Exercise goal: Whatever lines the data contains, output all of them unchanged.

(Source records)
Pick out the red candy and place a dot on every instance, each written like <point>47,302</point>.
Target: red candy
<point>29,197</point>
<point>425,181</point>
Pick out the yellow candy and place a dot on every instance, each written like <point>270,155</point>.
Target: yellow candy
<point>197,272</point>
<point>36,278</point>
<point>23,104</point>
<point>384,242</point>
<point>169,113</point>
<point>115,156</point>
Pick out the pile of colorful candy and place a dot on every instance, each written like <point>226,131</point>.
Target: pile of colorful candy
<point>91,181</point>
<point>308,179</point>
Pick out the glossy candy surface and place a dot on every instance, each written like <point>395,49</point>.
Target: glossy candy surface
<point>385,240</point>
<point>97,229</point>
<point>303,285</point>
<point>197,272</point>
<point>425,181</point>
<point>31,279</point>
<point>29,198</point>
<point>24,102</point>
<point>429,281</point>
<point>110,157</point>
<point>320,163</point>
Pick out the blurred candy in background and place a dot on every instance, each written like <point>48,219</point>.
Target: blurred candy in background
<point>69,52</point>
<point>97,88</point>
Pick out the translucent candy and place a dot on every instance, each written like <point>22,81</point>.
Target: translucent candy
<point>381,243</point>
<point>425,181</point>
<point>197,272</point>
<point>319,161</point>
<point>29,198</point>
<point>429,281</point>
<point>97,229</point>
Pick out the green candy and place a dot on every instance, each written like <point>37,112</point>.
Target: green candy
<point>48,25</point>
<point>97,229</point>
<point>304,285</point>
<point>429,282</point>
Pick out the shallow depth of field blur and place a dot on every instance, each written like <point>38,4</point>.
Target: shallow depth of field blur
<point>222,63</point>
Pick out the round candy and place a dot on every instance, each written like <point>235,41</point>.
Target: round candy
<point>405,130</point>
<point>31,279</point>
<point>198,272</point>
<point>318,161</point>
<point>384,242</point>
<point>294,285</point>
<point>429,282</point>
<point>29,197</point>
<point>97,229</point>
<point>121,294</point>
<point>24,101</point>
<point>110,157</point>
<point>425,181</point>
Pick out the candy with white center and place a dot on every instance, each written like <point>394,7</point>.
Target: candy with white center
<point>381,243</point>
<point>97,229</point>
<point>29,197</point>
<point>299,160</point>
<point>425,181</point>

Response to this task:
Pick out the red candy and place a dot on every instance, each written like <point>47,302</point>.
Target: red candy
<point>29,197</point>
<point>425,181</point>
Pick out the yellow candy and place a dot on every instance, each written like <point>270,155</point>.
Target: yellow candy
<point>197,272</point>
<point>36,278</point>
<point>23,104</point>
<point>384,242</point>
<point>169,113</point>
<point>115,156</point>
Pick out the pile of colorful candy and place a dot on every instance, each written like <point>226,131</point>.
Target: pile of colorful candy
<point>91,181</point>
<point>308,179</point>
Pick out the glossy candy surface and place a dot on every instance, each written like <point>395,49</point>.
Target: glossy candy surface
<point>385,240</point>
<point>97,229</point>
<point>303,285</point>
<point>197,272</point>
<point>425,181</point>
<point>31,279</point>
<point>29,198</point>
<point>24,102</point>
<point>429,281</point>
<point>110,157</point>
<point>320,163</point>
Pick out the blurred candy in background and place a dot on every instance, each written like <point>48,219</point>.
Target: blurred candy in background
<point>69,52</point>
<point>97,88</point>
Pick out the translucent candy and place a dot on every instance, each written like <point>22,81</point>.
Target: translucent candy
<point>381,243</point>
<point>425,181</point>
<point>197,272</point>
<point>319,161</point>
<point>29,198</point>
<point>429,281</point>
<point>97,229</point>
Pick out the green candy and place a dot on every instance, each written like <point>37,112</point>.
Target: green candy
<point>48,25</point>
<point>97,229</point>
<point>304,285</point>
<point>429,282</point>
Pick out the shallow depth of field blur and place a dot on every instance, each written like <point>38,4</point>.
Target: shallow depth of field blur
<point>222,63</point>
Pick out the round candy and place a dot on every instance, each written like <point>235,41</point>.
Target: round candy
<point>405,130</point>
<point>31,279</point>
<point>198,272</point>
<point>318,161</point>
<point>384,242</point>
<point>294,285</point>
<point>429,282</point>
<point>29,197</point>
<point>97,229</point>
<point>121,294</point>
<point>24,101</point>
<point>110,157</point>
<point>425,181</point>
Pick out the candy with white center and place a dot on every instance, each written like <point>394,7</point>.
Target: candy with white center
<point>381,243</point>
<point>97,229</point>
<point>29,197</point>
<point>299,160</point>
<point>425,181</point>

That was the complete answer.